• Excerpt provided
==================================================

At Hopkins, the complex ethical questions that have grown parallel to the rise in medical innovations are the intentional focus of open dialogue between providers, patients, family members, and other involved parties. This discourse takes place in the context of the Johns Hopkins Ethics Committee. Created some 20 years ago by a group of committed Hopkins clinicians, the committee ensures that no single person or group needs to face difficult ethical questions alone. The group makes itself available to consult with patients, family members, and the patient’s medical team.

JHUSON associate professor Cynda Rushton, DNSc, RN, FAAN says, “Nurses have the closest and most sustained contact with patients and families. Because of that proximity, they witness the suffering of patients very intimately.”

So, it was no surprise when Rushton was chosen to serve as co-chair for a committee that coordinates a diverse group of health care professionals to advocate on behalf of patients. “We try to provide a systematic process, to create an open dialogue-a space where people can hear each other differently. We are not the judge and jury.”

Many times, it’s not the end result of this dialogue that counts. “We help to slow down the process and facilitate a conversation among patients, families, and the health care team that may not have happened before this. Even if decisions don’t change, people feel as though they’ve been heard,” Rushton says.

When she took the helm of the committee almost 10 years ago, Rushton aimed to increase its interdisciplinary leadership. She relishes the results of having met those goals. “We needed to increase the voice of nurses, of community members, and others,” says Rushton, acknowledging that prior to 1999, the committee was comprised primarily of physicians. “Now, we have a much more balanced membership that brings diverse and important perspectives,” she adds, noting an increase in the number of chaplains, social workers, and nurses on the committee.

Speaking from experience, Rushton openly extols the virtues that nurses bring to the committee. “Nurses have the closest and most sustained contact with patients and families. As a result, we often have the deepest relationships with them. Because of that proximity, we witness the suffering very intimately. We also are involved in trying to coordinate an often–complex and diverse group of healthcare professionals to try to advocate on behalf of the patients,” she says.

==================================================

Data records
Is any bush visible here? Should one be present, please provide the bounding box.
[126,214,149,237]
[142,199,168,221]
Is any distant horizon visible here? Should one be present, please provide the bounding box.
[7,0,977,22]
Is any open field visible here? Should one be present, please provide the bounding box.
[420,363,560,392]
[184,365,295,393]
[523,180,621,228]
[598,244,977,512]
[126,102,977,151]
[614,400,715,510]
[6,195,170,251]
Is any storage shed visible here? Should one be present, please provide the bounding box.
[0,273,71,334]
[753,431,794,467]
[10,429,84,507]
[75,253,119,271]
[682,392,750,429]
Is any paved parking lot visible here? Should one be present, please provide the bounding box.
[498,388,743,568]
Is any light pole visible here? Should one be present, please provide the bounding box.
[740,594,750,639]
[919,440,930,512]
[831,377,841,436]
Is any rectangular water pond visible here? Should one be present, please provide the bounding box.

==================================================

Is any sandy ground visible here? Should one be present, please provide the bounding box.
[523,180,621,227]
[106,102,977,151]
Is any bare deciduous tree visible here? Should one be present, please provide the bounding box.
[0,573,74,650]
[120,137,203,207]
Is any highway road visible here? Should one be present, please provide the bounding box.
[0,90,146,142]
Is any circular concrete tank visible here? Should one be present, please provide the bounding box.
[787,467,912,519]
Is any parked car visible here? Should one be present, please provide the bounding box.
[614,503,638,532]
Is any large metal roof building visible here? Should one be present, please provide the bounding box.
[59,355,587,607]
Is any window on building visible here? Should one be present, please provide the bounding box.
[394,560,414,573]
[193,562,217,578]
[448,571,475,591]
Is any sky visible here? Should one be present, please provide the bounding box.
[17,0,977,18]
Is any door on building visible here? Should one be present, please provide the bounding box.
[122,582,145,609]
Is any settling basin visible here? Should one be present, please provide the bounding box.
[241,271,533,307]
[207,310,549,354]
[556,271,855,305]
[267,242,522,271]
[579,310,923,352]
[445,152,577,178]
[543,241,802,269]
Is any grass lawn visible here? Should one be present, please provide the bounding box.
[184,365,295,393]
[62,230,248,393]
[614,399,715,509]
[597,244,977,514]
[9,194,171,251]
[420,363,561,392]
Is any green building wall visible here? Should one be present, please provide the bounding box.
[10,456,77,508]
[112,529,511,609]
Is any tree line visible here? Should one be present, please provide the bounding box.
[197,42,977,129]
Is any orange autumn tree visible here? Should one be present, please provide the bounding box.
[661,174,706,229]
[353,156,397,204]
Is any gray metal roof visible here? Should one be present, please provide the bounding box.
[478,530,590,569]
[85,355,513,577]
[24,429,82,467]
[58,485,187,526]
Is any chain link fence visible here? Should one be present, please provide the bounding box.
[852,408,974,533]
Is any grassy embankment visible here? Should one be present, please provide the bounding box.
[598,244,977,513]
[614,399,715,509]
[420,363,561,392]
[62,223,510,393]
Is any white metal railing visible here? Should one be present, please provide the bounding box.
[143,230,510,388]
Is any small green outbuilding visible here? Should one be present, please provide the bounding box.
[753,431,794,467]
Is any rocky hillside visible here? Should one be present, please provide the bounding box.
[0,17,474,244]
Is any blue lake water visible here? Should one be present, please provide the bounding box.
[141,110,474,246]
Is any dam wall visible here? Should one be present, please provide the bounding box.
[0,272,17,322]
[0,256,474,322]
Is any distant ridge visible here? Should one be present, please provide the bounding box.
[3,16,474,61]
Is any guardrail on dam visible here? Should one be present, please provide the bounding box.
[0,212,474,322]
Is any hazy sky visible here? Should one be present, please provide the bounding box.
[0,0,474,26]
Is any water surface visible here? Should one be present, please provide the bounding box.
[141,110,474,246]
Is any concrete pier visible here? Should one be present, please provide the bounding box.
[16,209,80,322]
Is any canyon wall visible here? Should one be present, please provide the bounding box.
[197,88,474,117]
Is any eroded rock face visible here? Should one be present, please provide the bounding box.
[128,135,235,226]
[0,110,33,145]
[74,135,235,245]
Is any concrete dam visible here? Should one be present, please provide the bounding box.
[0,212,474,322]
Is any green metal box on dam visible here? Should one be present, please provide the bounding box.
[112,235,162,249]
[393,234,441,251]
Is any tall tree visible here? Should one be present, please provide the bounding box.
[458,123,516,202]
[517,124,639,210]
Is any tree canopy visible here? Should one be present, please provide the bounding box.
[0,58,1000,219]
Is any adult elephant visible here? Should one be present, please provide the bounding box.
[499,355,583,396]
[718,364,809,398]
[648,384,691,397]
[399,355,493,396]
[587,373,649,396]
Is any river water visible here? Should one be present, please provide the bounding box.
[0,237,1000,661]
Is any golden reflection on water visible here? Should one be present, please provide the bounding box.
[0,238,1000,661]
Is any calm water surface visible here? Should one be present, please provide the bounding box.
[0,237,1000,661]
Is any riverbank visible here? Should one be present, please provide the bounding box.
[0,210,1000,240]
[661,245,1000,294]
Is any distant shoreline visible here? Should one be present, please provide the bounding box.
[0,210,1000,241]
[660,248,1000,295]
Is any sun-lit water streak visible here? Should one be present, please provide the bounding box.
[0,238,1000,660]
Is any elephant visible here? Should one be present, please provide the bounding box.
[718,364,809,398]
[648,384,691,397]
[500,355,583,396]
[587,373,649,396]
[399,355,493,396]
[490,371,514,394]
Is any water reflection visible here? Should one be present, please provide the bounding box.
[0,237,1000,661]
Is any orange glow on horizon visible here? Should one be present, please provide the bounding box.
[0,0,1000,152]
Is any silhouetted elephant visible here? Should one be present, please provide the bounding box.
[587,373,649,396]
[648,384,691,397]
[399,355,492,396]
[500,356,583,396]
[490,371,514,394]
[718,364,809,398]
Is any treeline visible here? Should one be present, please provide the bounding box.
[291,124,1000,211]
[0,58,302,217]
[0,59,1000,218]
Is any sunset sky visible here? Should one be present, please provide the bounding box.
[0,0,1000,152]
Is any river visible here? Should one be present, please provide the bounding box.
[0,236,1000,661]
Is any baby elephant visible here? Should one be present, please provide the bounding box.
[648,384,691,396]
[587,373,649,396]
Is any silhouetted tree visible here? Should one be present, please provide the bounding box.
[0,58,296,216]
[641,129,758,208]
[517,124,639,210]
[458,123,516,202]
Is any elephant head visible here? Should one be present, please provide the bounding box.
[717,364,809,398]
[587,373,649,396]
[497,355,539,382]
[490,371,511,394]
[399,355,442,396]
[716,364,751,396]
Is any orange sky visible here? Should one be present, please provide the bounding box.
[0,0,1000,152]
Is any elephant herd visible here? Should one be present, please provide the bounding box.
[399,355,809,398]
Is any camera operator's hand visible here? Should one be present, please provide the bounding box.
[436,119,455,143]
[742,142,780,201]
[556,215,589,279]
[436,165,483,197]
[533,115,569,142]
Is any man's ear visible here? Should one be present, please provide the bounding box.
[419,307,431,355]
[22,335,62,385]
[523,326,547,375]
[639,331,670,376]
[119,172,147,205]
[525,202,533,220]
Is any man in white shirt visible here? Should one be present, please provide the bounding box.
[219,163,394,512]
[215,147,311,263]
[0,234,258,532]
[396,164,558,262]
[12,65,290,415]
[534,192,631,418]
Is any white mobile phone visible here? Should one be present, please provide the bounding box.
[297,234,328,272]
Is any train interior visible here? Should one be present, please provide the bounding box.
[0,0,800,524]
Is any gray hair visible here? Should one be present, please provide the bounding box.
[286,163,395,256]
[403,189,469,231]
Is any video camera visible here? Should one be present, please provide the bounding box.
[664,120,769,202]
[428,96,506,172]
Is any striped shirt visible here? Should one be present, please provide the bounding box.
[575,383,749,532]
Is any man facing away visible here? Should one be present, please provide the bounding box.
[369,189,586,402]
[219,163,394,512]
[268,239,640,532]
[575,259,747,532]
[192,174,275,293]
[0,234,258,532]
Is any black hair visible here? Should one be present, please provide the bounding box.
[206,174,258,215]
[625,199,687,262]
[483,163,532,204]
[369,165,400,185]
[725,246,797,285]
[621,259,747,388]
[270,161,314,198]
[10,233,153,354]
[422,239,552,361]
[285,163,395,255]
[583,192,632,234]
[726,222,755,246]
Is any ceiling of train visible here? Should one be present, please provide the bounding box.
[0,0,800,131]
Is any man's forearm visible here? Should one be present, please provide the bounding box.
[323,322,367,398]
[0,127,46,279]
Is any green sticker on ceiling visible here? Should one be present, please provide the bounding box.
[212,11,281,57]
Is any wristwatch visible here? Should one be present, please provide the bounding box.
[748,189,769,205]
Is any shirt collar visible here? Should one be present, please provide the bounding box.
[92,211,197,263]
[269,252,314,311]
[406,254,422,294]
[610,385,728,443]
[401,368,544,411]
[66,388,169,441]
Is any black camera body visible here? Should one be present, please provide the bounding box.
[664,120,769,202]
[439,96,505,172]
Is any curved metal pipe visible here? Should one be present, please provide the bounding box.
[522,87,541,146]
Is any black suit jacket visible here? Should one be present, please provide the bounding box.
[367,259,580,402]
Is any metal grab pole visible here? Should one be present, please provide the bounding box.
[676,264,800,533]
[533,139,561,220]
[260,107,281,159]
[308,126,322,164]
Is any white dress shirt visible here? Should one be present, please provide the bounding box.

==================================================

• Work task
Carry on the text about the Johns Hopkins Ethics Committee from the point where it stops.

• Answer area
Breaking Down Barriers

Some pressing conversations about patient care extend far beyond the borders of medical facilities. Consider the work of JHUSON associate professor and nurse practitioner Julie Stanik-Hutt, PhD, ACNP who, in just four years, drove discourse that paved the way for nurse practitioners to practice their profession to a broader patient population. A nurse practitioner by training, Stanik-Hutt served between 2002 and 2006 as the Legislative Committee Chairperson for the Nurse Practitioner Association of Maryland, an organization which recently named her president.

Before 2003, a glitch in Maryland law precluded nurse practitioners from being designated primary care providers to patients carrying HMO insurance. Given the large number of patients with HMOs and the current physician shortage, that small glitch created a big gap in care for many Marylanders-one that Stanik-Hutt was determined to close.

“Some places, especially rural and underserved inner city areas, only have nurse practitioners. If insurance won’t accept a nurse practitioner as a primary care provider, you don’t get the care you need,” Stanik-Hutt says.

She describes the long and tedious process that ensued. “We went to bat [for those populations]. We went to the legislature and, for several years, had a lot of opposition. Then, a movement within organized medicine on the physician side said ‘Let’s collaborate; let’s see if we can make an agreement’. I worked out a compromise with physicians, and testified in support of a bill that physicians originally opposed. It passed, and Governor Erlich signed it,” Stanik-Hutt says.

While working with top state law officials, Stanik-Hutt has remained true to her role as patient advocate. “It’s something that nurses are–advocates for their patients. If you see something that isn’t right and it needs to be fixed, we fix it,” she says.